(Natural-language object grounding data)
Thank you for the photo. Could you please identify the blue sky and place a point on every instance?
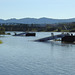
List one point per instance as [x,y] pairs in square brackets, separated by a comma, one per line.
[58,9]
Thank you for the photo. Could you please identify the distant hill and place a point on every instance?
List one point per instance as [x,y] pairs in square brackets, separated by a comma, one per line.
[37,21]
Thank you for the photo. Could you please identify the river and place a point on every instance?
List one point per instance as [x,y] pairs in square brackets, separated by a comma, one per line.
[22,56]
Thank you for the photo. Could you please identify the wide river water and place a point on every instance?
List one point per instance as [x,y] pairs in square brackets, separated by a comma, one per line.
[22,56]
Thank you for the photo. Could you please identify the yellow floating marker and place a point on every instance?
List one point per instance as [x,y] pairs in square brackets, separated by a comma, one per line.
[1,42]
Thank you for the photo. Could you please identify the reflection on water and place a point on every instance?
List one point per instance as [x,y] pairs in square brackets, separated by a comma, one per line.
[1,42]
[22,56]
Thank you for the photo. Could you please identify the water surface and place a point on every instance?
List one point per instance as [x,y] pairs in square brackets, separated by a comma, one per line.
[23,56]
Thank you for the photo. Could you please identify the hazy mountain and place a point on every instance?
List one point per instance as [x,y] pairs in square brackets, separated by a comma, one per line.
[37,21]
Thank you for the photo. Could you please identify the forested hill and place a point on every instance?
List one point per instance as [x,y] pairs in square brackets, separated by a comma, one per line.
[37,21]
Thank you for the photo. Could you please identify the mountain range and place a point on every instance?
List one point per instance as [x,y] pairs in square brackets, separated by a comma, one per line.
[37,21]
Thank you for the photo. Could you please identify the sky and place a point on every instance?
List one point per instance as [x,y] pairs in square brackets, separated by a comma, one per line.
[57,9]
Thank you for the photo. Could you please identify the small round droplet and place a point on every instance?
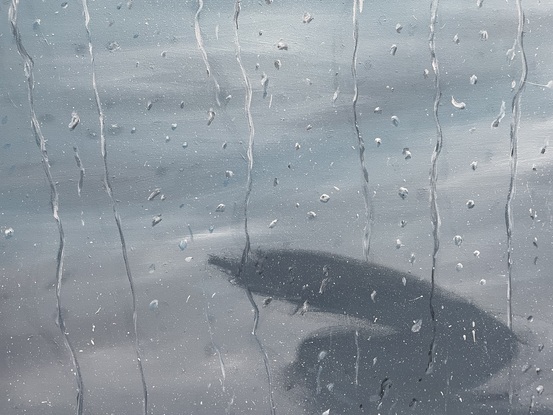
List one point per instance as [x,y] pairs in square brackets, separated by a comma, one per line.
[403,192]
[183,244]
[415,328]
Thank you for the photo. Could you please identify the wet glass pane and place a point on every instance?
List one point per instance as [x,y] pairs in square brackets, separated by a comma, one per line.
[275,207]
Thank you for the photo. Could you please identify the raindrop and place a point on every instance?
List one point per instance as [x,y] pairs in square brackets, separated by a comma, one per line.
[458,239]
[210,116]
[281,45]
[75,120]
[415,328]
[183,244]
[459,105]
[403,192]
[307,18]
[154,193]
[156,219]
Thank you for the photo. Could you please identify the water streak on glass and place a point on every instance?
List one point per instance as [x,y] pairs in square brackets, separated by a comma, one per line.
[249,185]
[54,197]
[108,188]
[434,212]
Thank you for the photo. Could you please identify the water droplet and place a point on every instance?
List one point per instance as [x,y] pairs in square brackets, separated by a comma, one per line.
[281,45]
[415,328]
[154,193]
[457,104]
[75,120]
[183,244]
[154,305]
[156,219]
[403,192]
[210,116]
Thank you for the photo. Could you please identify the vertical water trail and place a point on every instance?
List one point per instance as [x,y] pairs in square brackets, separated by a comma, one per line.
[54,196]
[509,224]
[109,191]
[360,141]
[434,212]
[249,154]
[200,42]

YOUR OBJECTIVE: Gather from the data above every line with the string "mountain".

ANSWER TO THIS PROBLEM:
Thank you for the photo. Could you please identify the hazy mountain and place a point on every instance?
Thank you for the photo. Could you please identify the mountain range and place a point on every instance?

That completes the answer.